#### Aim of the exercise
A word-for-word restatement of all the records is the required answer.

(Collected data entries)
————

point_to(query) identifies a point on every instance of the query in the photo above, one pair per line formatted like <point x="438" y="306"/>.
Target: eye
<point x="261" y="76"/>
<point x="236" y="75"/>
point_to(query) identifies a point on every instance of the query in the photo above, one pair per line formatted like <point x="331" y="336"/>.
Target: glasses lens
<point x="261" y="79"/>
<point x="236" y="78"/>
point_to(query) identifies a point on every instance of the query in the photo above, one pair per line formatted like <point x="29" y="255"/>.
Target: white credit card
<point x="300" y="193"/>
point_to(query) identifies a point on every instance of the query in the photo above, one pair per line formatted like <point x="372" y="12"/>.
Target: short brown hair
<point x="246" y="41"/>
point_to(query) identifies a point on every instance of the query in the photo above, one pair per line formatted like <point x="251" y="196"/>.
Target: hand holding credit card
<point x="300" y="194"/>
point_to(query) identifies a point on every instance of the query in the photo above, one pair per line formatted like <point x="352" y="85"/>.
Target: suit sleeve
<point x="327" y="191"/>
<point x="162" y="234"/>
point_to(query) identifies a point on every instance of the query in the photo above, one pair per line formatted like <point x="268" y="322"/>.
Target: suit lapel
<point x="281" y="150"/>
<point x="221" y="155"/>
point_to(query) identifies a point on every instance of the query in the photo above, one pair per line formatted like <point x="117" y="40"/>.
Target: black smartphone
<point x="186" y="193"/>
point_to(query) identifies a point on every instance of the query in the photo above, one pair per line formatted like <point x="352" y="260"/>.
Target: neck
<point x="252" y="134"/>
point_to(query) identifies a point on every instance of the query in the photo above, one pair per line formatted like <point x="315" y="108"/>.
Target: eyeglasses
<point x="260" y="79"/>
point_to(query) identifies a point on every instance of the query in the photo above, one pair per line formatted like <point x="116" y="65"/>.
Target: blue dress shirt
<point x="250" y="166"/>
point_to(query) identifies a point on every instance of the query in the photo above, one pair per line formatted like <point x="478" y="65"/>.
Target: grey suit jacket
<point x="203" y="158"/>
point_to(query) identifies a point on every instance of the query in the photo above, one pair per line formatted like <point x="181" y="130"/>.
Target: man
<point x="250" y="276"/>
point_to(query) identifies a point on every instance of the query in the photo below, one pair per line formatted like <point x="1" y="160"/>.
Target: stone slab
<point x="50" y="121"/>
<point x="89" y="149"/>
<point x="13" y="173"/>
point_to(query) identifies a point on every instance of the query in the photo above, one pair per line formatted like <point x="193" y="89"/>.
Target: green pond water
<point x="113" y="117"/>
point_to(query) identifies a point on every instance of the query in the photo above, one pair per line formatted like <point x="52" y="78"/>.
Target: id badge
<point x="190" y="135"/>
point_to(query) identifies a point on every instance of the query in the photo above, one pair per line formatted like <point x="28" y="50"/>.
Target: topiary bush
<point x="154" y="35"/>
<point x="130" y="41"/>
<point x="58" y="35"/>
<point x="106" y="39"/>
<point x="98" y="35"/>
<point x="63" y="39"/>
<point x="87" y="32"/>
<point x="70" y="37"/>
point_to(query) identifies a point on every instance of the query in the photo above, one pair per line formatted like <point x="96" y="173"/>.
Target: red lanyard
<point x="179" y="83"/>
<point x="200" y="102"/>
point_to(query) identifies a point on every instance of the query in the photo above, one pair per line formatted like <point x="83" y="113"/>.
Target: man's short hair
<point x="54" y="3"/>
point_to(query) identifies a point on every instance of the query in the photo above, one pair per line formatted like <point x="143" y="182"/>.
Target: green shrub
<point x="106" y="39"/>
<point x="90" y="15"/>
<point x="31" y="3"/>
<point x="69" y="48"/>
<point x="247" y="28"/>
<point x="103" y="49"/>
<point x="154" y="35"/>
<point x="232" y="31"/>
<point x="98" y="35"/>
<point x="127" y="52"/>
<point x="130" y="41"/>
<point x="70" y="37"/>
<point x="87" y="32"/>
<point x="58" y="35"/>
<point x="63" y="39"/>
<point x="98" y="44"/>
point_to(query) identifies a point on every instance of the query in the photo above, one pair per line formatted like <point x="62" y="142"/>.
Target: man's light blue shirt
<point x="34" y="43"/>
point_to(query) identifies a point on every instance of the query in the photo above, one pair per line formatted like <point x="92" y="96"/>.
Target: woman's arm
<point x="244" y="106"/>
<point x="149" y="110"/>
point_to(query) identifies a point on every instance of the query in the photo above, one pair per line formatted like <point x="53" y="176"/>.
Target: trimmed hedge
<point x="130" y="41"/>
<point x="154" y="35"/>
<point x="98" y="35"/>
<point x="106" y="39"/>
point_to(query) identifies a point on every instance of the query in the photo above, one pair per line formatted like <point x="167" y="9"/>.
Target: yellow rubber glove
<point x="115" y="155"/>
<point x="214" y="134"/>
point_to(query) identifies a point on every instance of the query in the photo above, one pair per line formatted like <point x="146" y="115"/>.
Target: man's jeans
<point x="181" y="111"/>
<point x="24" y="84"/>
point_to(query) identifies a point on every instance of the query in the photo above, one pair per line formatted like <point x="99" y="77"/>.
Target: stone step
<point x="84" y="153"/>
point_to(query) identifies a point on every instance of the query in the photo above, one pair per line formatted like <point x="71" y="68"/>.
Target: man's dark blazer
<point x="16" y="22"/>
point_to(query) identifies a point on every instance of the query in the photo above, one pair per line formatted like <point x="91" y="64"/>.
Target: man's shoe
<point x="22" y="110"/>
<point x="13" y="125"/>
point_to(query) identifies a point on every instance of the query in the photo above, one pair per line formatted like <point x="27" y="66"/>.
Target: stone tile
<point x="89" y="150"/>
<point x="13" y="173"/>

————

#### Response for this exercise
point_to(query) identifies a point on every instance of the query in the photo above, one pair per line formatted like <point x="438" y="306"/>.
Target: eye
<point x="261" y="76"/>
<point x="236" y="75"/>
point_to(query) identifies a point on every instance of the query in the photo above, one pair per line formatted like <point x="331" y="336"/>.
Target: glasses lens
<point x="261" y="79"/>
<point x="236" y="78"/>
point_to(query) identifies a point on every instance of the query in the photo above, one pair per line formatted like <point x="29" y="255"/>.
Target: white credit card
<point x="300" y="193"/>
point_to(query) identifies a point on every instance of the query in the photo above, one pair per line formatted like <point x="372" y="12"/>.
Target: short brown hair
<point x="246" y="41"/>
point_to(query) identifies a point on every instance of the query in the photo above, one pair per line formatted like <point x="251" y="196"/>.
Target: hand holding credit card
<point x="300" y="194"/>
point_to(query) identifies a point on every instance of the query in the photo above, one pair per line formatted like <point x="352" y="85"/>.
Target: suit sleeve
<point x="327" y="191"/>
<point x="162" y="234"/>
point_to(query) identifies a point on every instance of the query in the photo above, one pair per line formatted like <point x="268" y="322"/>.
Target: suit lapel
<point x="281" y="150"/>
<point x="221" y="155"/>
point_to(query) identifies a point on every instance of the query in the photo above, one pair per line formatted like <point x="117" y="40"/>.
Target: black smartphone
<point x="186" y="193"/>
point_to(query) identifies a point on every instance of the query in the photo above, one pair per line formatted like <point x="352" y="260"/>.
Target: neck
<point x="252" y="134"/>
point_to(query) identifies a point on every instance of the query in the photo above, one pair per line formatted like <point x="315" y="108"/>.
Target: eyeglasses
<point x="260" y="79"/>
point_to(query) identifies a point on every instance of the query in the photo above, one pair per line formatted like <point x="116" y="65"/>.
Target: blue dress shirt
<point x="250" y="166"/>
point_to(query) identifies a point on every instance of the query in the photo above, one pair per line formatted like <point x="478" y="65"/>.
Target: grey suit jacket
<point x="203" y="158"/>
point_to(query) identifies a point on every instance of the query in the photo above, one pair per line formatted like <point x="181" y="130"/>.
Target: man
<point x="250" y="276"/>
point_to(query) identifies a point on every instance of the query in the photo below, one pair per line formatted like <point x="1" y="160"/>.
Target: stone slab
<point x="50" y="121"/>
<point x="89" y="149"/>
<point x="13" y="173"/>
point_to(query) identifies a point on every instance of the query in the photo above, one pair per line formatted like <point x="193" y="89"/>.
Target: green pond water
<point x="113" y="117"/>
point_to(query) identifies a point on every instance of the query in the photo above, one pair per line formatted like <point x="52" y="78"/>.
Target: id badge
<point x="190" y="135"/>
point_to(query) identifies a point on every instance of the query in the photo above, one pair per line formatted like <point x="28" y="50"/>.
Target: topiary bush
<point x="154" y="35"/>
<point x="130" y="41"/>
<point x="58" y="35"/>
<point x="106" y="39"/>
<point x="98" y="35"/>
<point x="63" y="39"/>
<point x="87" y="32"/>
<point x="70" y="37"/>
point_to(query) identifies a point on every instance of the query in the photo above, one pair per line formatted like <point x="96" y="173"/>.
Target: red lanyard
<point x="179" y="83"/>
<point x="200" y="102"/>
point_to(query) identifies a point on every instance of the query in the photo above, one pair per line formatted like <point x="83" y="113"/>.
Target: man's short hair
<point x="54" y="3"/>
point_to(query) identifies a point on every instance of the query in the photo above, one pair per line formatted like <point x="143" y="182"/>.
Target: green shrub
<point x="106" y="39"/>
<point x="90" y="15"/>
<point x="31" y="3"/>
<point x="69" y="48"/>
<point x="247" y="28"/>
<point x="103" y="49"/>
<point x="154" y="35"/>
<point x="232" y="31"/>
<point x="98" y="35"/>
<point x="127" y="52"/>
<point x="130" y="41"/>
<point x="70" y="37"/>
<point x="87" y="32"/>
<point x="58" y="35"/>
<point x="63" y="39"/>
<point x="98" y="44"/>
point_to(query) identifies a point on every instance of the query in the photo above, one pair per line formatted like <point x="62" y="142"/>.
Target: man's light blue shirt
<point x="34" y="43"/>
point_to(query) identifies a point on every instance of the query in the photo above, one pair per line formatted like <point x="92" y="96"/>.
Target: woman's arm
<point x="244" y="106"/>
<point x="149" y="110"/>
point_to(query) identifies a point on every instance of the query in the photo above, one pair per line formatted like <point x="53" y="176"/>.
Target: trimmed hedge
<point x="130" y="41"/>
<point x="154" y="35"/>
<point x="98" y="35"/>
<point x="106" y="39"/>
point_to(query) identifies a point on every instance of the query in the photo above, one pair per line formatted like <point x="167" y="9"/>.
Target: yellow rubber glove
<point x="115" y="155"/>
<point x="214" y="134"/>
point_to(query) identifies a point on every instance of the query in the photo above, one pair per line formatted like <point x="146" y="115"/>.
Target: man's jeans
<point x="181" y="111"/>
<point x="24" y="84"/>
point_to(query) identifies a point on every instance of the query in the photo above, one pair per line formatted like <point x="99" y="77"/>.
Target: stone step
<point x="84" y="153"/>
point_to(query) identifies a point on every instance of the query in the photo above, one pair per line formatted like <point x="71" y="68"/>.
Target: man's dark blazer
<point x="16" y="22"/>
point_to(query) identifies a point on every instance of the query in the photo above, one pair per line formatted like <point x="91" y="64"/>.
Target: man's shoe
<point x="22" y="110"/>
<point x="13" y="125"/>
point_to(query) identifies a point on every instance of the query in the photo above, one pair per line formatted like <point x="27" y="66"/>.
Target: stone tile
<point x="89" y="150"/>
<point x="13" y="173"/>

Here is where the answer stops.